■ Direction:
Reproduce the data starting at the line containing "In this exercise you will point out the window frame" and ending at the line containing "[(216, 650)]", renaming "orange toy gun" as "plastic toy gun" and leaving everything else unchanged.

_ _ _ _

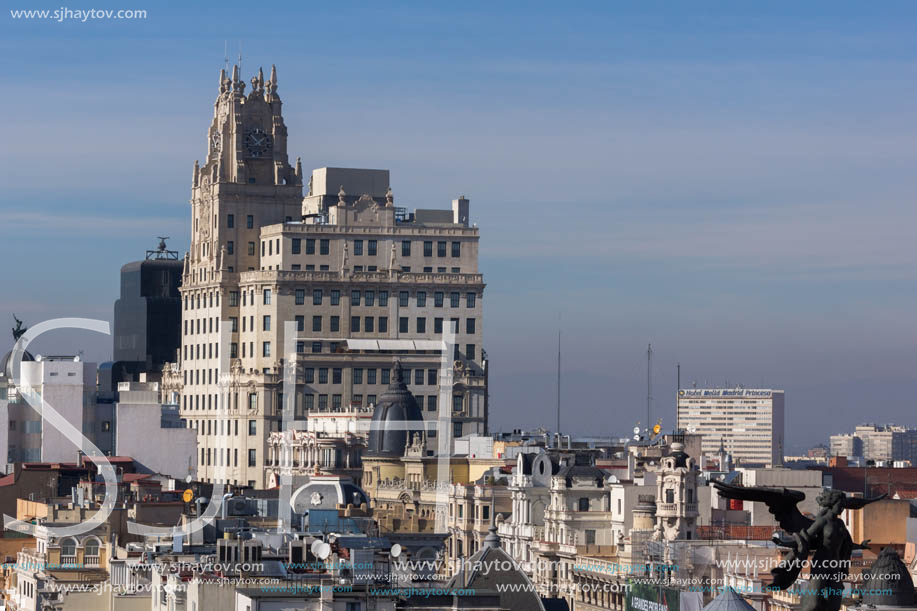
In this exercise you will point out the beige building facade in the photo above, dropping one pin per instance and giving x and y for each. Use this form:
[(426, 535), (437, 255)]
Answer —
[(363, 282)]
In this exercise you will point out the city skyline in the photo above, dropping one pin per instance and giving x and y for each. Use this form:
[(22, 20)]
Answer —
[(757, 238)]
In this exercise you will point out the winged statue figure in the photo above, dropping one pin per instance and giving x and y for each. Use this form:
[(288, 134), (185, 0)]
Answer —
[(823, 536)]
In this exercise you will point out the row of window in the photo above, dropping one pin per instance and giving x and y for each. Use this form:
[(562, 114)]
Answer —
[(249, 221)]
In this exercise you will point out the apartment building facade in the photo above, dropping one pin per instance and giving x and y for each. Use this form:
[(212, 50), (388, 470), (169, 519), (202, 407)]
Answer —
[(363, 282)]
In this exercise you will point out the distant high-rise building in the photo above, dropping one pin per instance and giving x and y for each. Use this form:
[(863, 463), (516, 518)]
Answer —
[(361, 278), (748, 423)]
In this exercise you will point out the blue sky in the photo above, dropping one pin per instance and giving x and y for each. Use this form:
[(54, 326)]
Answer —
[(731, 182)]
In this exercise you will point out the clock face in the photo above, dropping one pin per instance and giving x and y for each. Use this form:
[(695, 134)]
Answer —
[(258, 143)]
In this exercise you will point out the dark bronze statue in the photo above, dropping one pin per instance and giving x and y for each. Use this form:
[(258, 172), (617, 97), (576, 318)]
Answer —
[(824, 536)]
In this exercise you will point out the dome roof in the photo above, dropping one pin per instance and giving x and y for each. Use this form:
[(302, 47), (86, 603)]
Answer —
[(6, 363), (396, 405), (327, 492)]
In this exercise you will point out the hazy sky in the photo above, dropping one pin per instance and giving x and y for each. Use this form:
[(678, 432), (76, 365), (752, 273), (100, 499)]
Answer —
[(735, 187)]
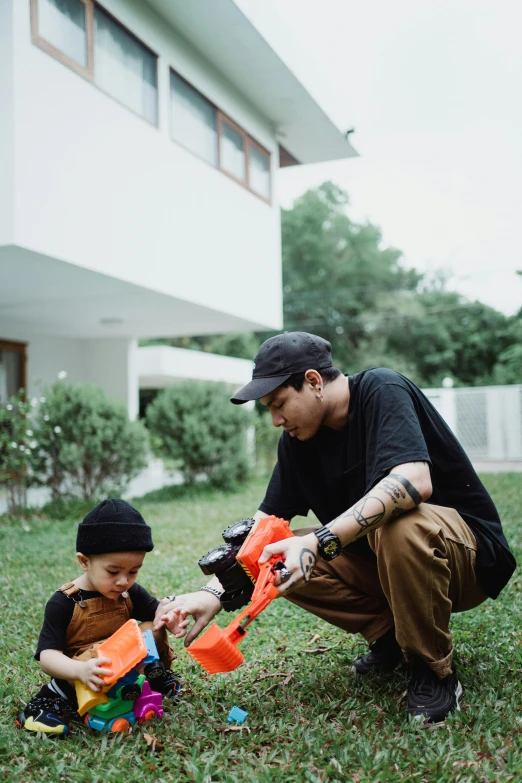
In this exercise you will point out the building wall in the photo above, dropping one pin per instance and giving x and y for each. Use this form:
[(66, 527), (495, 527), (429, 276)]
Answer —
[(6, 127), (100, 187), (110, 363)]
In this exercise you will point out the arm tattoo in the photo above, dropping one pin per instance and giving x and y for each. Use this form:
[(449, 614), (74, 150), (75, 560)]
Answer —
[(412, 492), (397, 488), (364, 519), (307, 560)]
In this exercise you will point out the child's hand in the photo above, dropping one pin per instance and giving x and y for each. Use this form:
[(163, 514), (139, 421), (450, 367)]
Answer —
[(91, 673), (202, 606)]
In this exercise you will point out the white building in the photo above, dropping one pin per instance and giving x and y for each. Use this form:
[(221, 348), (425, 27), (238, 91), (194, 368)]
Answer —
[(139, 140)]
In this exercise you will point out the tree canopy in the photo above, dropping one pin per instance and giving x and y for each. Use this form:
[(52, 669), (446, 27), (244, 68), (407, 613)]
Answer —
[(341, 281)]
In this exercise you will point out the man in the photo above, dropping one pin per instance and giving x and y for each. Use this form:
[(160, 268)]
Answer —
[(409, 533)]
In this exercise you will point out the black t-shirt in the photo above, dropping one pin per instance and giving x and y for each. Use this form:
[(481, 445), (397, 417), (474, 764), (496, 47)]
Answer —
[(59, 611), (390, 422)]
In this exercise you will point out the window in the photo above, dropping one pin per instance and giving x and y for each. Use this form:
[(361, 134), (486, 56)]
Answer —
[(204, 130), (82, 35), (12, 369), (259, 170), (193, 120), (64, 29), (232, 153), (124, 68)]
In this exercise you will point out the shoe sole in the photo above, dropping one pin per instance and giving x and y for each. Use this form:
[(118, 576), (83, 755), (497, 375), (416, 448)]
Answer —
[(376, 670), (458, 695)]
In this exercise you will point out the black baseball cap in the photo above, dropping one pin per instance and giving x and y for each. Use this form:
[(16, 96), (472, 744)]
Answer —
[(280, 357)]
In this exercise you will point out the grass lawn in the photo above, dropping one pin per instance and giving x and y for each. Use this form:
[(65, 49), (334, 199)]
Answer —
[(309, 720)]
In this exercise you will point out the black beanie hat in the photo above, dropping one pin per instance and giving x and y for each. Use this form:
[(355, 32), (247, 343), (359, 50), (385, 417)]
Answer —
[(113, 526)]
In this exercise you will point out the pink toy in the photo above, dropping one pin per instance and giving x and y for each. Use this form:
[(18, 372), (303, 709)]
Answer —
[(148, 704)]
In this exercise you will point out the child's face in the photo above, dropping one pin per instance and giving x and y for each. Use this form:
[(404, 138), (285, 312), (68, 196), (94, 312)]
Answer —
[(111, 574)]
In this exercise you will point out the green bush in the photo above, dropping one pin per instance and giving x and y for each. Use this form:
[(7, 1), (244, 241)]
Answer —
[(16, 446), (195, 424), (267, 438), (87, 447)]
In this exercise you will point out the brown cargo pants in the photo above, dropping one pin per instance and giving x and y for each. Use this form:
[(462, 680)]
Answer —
[(425, 570)]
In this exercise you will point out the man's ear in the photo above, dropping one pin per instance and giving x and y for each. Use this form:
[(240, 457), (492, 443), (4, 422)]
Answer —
[(313, 379), (83, 561)]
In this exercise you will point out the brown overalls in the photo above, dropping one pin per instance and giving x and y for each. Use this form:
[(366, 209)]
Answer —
[(99, 619)]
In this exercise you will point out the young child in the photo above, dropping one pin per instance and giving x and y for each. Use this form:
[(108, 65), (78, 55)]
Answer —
[(111, 545)]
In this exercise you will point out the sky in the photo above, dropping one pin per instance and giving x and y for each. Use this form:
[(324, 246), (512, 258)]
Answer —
[(434, 91)]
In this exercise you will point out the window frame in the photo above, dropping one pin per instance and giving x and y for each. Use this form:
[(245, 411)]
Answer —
[(248, 141), (171, 118), (16, 347), (221, 118), (253, 143), (43, 43), (89, 72)]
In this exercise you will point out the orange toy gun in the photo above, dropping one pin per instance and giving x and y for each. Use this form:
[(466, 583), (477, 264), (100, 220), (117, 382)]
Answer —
[(216, 650)]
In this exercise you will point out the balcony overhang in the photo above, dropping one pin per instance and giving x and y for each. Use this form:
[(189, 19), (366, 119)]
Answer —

_ _ _ _

■ Expected answer:
In this exercise you will point out the window frame in the photo above, dropping one pin per instance and giving x and y for each. Use this form:
[(245, 411)]
Answer —
[(248, 141), (171, 118), (16, 347), (221, 118), (253, 143), (43, 43), (89, 72)]
In this exercise you will point out the plastic toy gun in the photo above, dropping one pin per instance and giving x and y for each. Use this form:
[(466, 583), (477, 264), (100, 220), (117, 382)]
Answer —
[(216, 650)]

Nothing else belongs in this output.